Set out the material below as a Markdown table with columns "Row" and "Material line", from the line containing "Target: windshield wiper" through the end of the material, both ends included. Give each line its own numbered row and leave out blank lines.

— start of Data for this task —

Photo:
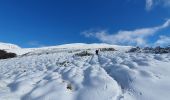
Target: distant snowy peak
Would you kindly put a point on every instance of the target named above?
(93, 46)
(8, 46)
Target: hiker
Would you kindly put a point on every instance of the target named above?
(97, 52)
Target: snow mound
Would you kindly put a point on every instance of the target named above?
(7, 46)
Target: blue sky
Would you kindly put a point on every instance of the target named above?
(34, 23)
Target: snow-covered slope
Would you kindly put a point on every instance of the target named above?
(54, 73)
(8, 46)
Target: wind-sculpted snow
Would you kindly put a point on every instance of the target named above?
(60, 75)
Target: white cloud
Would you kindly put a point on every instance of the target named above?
(134, 37)
(163, 41)
(151, 3)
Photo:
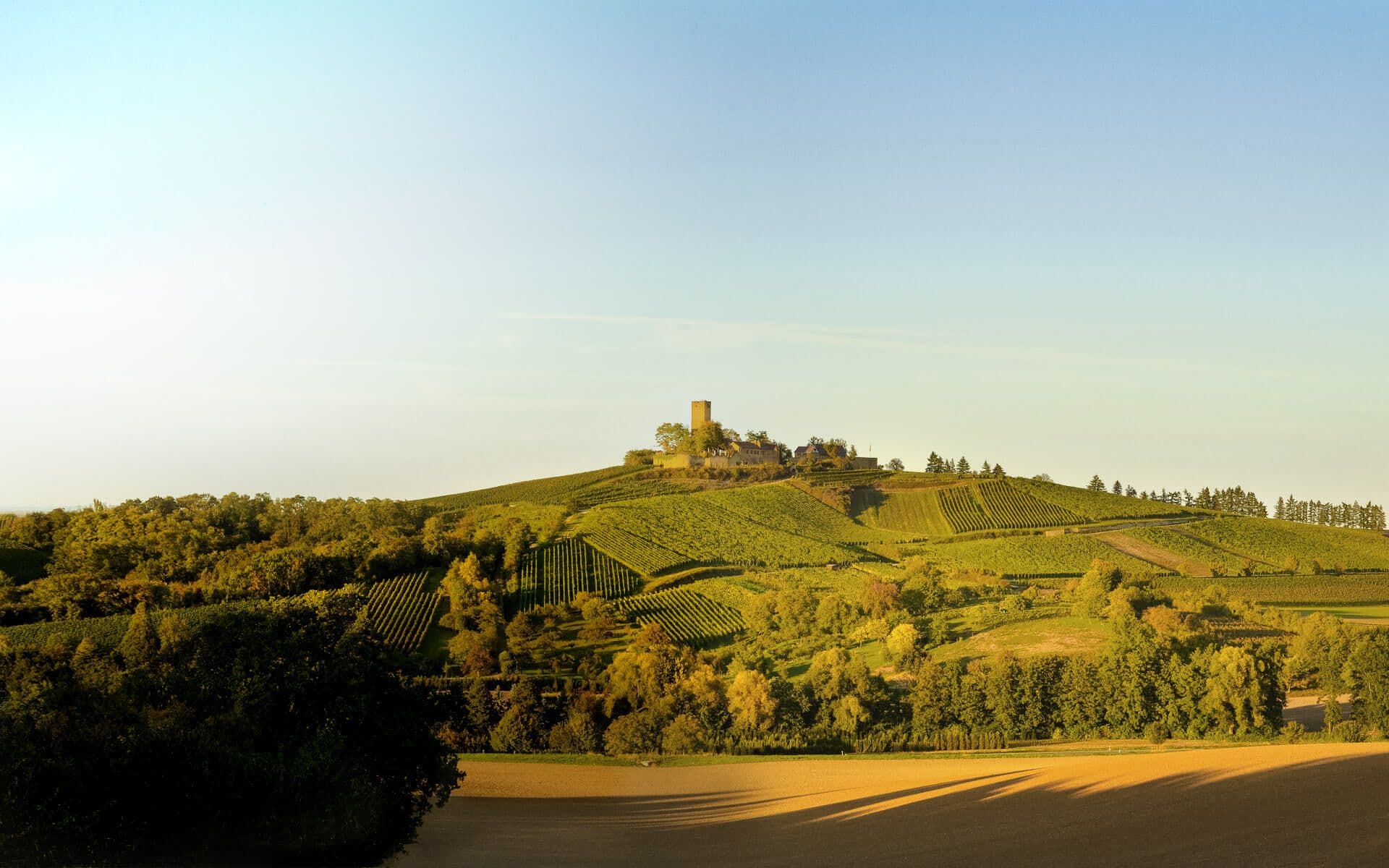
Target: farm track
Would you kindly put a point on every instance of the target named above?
(1153, 555)
(1284, 804)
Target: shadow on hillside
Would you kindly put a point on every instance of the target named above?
(1321, 812)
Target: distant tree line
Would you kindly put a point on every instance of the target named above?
(276, 733)
(960, 467)
(1369, 517)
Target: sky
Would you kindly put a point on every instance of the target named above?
(402, 249)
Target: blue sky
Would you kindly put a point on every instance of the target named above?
(407, 249)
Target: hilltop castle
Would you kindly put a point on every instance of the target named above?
(742, 453)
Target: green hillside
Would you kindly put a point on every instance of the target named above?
(661, 534)
(551, 489)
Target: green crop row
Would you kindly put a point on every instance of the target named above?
(402, 610)
(552, 489)
(1011, 507)
(557, 573)
(907, 511)
(1032, 556)
(107, 631)
(685, 614)
(792, 510)
(1097, 506)
(1291, 590)
(661, 534)
(1277, 542)
(961, 510)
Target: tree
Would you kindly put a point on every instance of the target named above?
(903, 644)
(638, 732)
(750, 702)
(142, 638)
(673, 436)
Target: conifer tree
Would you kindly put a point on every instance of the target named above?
(142, 638)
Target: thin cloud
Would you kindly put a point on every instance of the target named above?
(703, 332)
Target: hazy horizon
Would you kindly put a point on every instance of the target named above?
(382, 252)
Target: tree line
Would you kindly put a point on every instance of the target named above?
(274, 733)
(1369, 517)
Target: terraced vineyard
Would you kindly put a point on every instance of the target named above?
(1032, 556)
(788, 509)
(687, 616)
(1292, 590)
(910, 511)
(109, 631)
(1011, 507)
(557, 573)
(603, 531)
(661, 534)
(1275, 540)
(625, 488)
(1192, 549)
(1097, 506)
(961, 510)
(552, 489)
(20, 561)
(856, 477)
(402, 610)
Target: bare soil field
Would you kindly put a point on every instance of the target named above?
(1292, 804)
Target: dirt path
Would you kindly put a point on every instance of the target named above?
(1267, 806)
(1153, 555)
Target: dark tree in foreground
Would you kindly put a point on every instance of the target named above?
(278, 733)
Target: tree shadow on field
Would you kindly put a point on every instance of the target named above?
(1334, 810)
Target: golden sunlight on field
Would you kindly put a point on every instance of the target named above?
(1267, 806)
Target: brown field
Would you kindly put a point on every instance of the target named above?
(1158, 556)
(1241, 806)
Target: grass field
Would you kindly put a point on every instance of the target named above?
(1032, 556)
(1096, 506)
(20, 561)
(1369, 616)
(1064, 635)
(1274, 540)
(687, 614)
(663, 534)
(1238, 806)
(558, 571)
(552, 489)
(1301, 590)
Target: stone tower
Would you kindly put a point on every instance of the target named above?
(702, 413)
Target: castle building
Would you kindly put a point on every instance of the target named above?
(739, 453)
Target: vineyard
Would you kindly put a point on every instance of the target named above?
(909, 511)
(20, 561)
(1277, 540)
(687, 616)
(109, 631)
(1291, 590)
(788, 509)
(557, 573)
(1097, 506)
(402, 610)
(1011, 507)
(626, 488)
(1032, 556)
(1189, 548)
(961, 510)
(552, 489)
(661, 534)
(846, 478)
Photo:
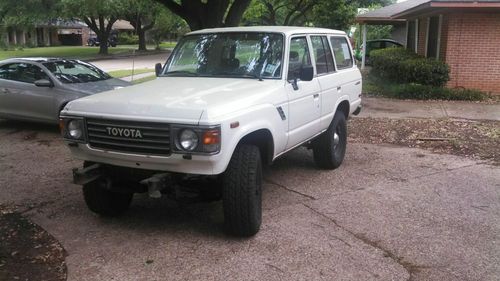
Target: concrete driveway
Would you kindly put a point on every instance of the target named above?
(136, 62)
(389, 213)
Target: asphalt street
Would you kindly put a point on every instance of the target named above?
(388, 213)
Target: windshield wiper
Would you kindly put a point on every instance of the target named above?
(181, 72)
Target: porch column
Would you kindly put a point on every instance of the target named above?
(23, 37)
(14, 32)
(363, 58)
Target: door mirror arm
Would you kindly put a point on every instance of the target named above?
(158, 69)
(44, 83)
(294, 84)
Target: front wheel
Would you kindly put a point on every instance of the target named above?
(242, 191)
(329, 148)
(103, 201)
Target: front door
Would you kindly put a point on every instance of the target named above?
(305, 99)
(21, 98)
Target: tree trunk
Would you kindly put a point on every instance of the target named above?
(142, 38)
(101, 30)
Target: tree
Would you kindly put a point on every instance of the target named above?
(201, 14)
(142, 15)
(167, 24)
(287, 12)
(99, 15)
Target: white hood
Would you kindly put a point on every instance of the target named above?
(176, 99)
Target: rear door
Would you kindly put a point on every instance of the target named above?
(304, 101)
(348, 73)
(20, 97)
(327, 77)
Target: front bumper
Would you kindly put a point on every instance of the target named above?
(178, 163)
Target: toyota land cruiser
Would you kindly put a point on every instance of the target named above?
(227, 101)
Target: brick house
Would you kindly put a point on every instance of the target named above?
(463, 33)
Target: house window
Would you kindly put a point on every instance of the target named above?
(412, 35)
(433, 38)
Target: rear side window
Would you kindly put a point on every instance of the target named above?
(322, 55)
(298, 57)
(22, 72)
(342, 52)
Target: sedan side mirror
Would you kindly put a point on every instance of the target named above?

— end of Data for this task —

Finished exercise =
| Row | Material line |
|---|---|
| 1 | Target: windshield wiper |
| 2 | Would you kindly put a point on every instance of the target named above? |
| 3 | (181, 72) |
| 4 | Target: porch column |
| 5 | Would you kindly put a point on every instance of the target named above? |
| 6 | (23, 37) |
| 7 | (14, 32) |
| 8 | (363, 58) |
| 9 | Target: door mirror arm |
| 10 | Would you kindly put a point on every instance of the target named above? |
| 11 | (158, 69) |
| 12 | (44, 83) |
| 13 | (294, 84) |
| 14 | Target: front wheel |
| 15 | Would you kindly put a point on every instance of the target named above? |
| 16 | (242, 191) |
| 17 | (329, 148) |
| 18 | (103, 201) |
| 19 | Target: front door |
| 20 | Would you kindly put a point on every instance of the target named above? |
| 21 | (305, 99) |
| 22 | (21, 98) |
| 23 | Target: tree trunk |
| 24 | Would you kindly put a point on every instance of the target named above? |
| 25 | (142, 38) |
| 26 | (101, 30) |
| 27 | Target: tree |
| 28 | Would you kindly put a point on every instance of the target named above? |
| 29 | (201, 14) |
| 30 | (142, 15) |
| 31 | (167, 24) |
| 32 | (287, 12) |
| 33 | (99, 15) |
| 34 | Target: white hood |
| 35 | Would you kindly put a point on every instance of the target named above? |
| 36 | (176, 99) |
| 37 | Target: rear door |
| 38 | Would you kindly put a point on every instance of the target named above? |
| 39 | (304, 101) |
| 40 | (348, 73) |
| 41 | (20, 97) |
| 42 | (327, 77) |
| 43 | Target: front bumper |
| 44 | Would you kindly put a point on every instance of the target named above? |
| 45 | (178, 163) |
| 46 | Target: toyota land cruiser |
| 47 | Would you kindly put a point on every instance of the target named above? |
| 48 | (227, 101) |
| 49 | Target: brick house |
| 50 | Would you kindly put a point on every instance of the target named above? |
| 51 | (463, 33) |
| 52 | Target: house window |
| 53 | Would you kindly put a point on every instance of the target named above? |
| 54 | (412, 35) |
| 55 | (433, 38) |
| 56 | Target: rear side window |
| 57 | Would you kindly put a point on every instance of the target named above? |
| 58 | (322, 55) |
| 59 | (298, 57) |
| 60 | (22, 72) |
| 61 | (342, 52) |
| 62 | Target: sedan side mirror |
| 63 | Would you kindly put a point on every instance of the target named above? |